* Start PROVIDED DATA *

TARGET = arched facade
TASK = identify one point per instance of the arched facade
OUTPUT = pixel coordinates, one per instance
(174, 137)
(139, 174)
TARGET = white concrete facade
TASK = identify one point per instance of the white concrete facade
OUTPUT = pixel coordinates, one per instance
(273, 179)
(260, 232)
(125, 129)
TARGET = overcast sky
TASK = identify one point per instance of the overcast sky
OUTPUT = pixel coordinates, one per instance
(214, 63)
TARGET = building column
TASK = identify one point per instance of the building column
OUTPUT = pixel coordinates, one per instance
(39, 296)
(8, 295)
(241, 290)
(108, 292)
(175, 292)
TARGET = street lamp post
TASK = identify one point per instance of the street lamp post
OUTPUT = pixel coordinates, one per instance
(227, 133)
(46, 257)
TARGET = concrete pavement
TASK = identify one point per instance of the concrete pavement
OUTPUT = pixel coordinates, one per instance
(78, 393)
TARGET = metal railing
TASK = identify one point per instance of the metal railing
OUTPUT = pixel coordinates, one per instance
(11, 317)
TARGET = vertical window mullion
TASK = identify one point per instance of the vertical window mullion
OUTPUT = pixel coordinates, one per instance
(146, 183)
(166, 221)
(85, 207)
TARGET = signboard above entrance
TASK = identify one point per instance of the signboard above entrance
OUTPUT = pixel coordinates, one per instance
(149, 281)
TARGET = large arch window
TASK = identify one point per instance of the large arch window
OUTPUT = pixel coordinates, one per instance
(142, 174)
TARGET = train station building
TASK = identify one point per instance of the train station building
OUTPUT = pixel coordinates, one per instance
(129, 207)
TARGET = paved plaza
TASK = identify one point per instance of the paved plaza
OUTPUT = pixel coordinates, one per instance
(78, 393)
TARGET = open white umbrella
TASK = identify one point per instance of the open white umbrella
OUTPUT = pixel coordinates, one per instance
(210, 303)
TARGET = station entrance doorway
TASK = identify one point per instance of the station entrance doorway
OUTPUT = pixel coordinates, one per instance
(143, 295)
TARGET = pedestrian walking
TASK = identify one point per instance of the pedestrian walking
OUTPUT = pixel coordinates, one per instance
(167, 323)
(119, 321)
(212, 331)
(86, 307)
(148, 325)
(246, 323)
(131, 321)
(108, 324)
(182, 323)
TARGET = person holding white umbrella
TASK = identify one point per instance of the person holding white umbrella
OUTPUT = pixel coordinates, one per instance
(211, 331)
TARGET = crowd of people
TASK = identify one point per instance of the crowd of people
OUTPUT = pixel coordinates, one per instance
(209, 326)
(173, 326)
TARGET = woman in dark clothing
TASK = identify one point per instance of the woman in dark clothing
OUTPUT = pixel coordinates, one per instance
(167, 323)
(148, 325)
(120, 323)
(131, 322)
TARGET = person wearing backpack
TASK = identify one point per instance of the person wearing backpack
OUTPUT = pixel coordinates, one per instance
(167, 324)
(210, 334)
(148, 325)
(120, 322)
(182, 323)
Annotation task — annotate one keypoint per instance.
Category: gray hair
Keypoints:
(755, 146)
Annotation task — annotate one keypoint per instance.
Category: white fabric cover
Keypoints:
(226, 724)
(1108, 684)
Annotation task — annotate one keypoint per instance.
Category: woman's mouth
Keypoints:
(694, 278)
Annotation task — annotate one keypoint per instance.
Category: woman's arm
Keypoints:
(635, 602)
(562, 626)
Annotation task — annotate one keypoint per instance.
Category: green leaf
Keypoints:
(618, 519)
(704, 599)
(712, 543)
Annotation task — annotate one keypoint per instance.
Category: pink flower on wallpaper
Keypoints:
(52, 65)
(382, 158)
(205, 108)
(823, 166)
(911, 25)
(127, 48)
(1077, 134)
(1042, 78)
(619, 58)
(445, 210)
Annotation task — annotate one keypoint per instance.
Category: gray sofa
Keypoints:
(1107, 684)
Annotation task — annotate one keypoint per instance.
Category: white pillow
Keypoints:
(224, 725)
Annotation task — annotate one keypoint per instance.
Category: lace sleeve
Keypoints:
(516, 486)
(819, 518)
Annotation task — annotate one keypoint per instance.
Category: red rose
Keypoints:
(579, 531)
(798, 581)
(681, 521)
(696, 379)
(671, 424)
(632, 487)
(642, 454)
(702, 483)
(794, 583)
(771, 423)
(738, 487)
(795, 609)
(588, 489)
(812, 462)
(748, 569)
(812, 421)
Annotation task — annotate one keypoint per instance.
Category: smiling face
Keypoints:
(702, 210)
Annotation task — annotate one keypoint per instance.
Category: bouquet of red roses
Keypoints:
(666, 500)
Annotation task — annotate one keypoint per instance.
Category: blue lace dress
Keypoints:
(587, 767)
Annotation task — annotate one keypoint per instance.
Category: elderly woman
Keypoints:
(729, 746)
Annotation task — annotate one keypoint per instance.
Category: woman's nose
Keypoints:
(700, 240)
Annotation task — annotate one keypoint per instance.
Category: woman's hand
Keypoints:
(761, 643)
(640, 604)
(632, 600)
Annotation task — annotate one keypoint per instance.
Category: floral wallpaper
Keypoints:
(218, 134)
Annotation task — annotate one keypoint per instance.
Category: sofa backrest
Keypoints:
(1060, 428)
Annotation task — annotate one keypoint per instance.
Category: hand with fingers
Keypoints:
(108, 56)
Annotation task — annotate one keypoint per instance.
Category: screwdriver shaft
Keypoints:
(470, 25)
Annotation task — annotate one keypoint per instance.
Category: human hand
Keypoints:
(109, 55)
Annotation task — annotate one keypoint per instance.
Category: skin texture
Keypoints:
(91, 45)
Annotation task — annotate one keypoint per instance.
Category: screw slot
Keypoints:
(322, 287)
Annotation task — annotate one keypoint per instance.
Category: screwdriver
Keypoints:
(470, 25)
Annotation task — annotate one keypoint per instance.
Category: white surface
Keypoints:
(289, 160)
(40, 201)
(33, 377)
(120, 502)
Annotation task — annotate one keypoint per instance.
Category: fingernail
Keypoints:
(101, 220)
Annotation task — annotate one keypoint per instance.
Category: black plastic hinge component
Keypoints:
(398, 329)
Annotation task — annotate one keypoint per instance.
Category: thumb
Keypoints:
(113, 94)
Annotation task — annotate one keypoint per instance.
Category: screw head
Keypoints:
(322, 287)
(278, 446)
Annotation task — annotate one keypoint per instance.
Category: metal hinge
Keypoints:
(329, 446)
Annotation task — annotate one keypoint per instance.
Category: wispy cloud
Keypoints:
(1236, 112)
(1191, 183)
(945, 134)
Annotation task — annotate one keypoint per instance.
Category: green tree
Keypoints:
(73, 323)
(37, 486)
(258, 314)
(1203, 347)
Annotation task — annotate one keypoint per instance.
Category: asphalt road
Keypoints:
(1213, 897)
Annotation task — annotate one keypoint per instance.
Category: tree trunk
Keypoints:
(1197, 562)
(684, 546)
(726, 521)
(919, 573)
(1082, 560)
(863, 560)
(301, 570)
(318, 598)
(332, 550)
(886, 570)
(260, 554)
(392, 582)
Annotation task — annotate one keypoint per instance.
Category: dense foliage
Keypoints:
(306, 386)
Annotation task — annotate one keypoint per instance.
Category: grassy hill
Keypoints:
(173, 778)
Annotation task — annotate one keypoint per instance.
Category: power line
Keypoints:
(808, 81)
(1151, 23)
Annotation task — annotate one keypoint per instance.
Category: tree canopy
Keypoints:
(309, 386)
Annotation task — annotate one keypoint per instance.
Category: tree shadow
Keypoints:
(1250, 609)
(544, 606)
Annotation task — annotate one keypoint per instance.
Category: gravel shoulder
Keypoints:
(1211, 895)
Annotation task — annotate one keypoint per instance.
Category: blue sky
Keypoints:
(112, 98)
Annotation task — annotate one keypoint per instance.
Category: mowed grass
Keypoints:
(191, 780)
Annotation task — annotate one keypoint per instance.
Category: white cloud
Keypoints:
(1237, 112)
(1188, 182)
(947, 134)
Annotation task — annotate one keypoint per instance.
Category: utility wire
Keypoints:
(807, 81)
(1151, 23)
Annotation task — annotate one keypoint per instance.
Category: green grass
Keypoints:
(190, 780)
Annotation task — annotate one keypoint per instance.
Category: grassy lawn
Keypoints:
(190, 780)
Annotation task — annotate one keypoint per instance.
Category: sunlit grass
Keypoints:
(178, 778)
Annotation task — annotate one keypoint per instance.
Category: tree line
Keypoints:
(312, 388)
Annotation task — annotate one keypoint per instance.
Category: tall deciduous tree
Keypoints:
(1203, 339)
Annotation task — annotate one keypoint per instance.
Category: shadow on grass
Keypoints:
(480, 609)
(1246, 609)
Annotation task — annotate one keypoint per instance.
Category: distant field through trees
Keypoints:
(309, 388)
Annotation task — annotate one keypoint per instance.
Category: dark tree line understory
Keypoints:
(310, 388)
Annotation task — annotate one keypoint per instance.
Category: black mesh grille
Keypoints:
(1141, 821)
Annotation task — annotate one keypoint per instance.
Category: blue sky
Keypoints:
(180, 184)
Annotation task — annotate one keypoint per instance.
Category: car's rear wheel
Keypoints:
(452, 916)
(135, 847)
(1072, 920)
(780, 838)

* End PROVIDED DATA *

# EXERCISE TASK
Count the lines above that contain the string "person", and report only that number.

# WRITTEN ANSWER
4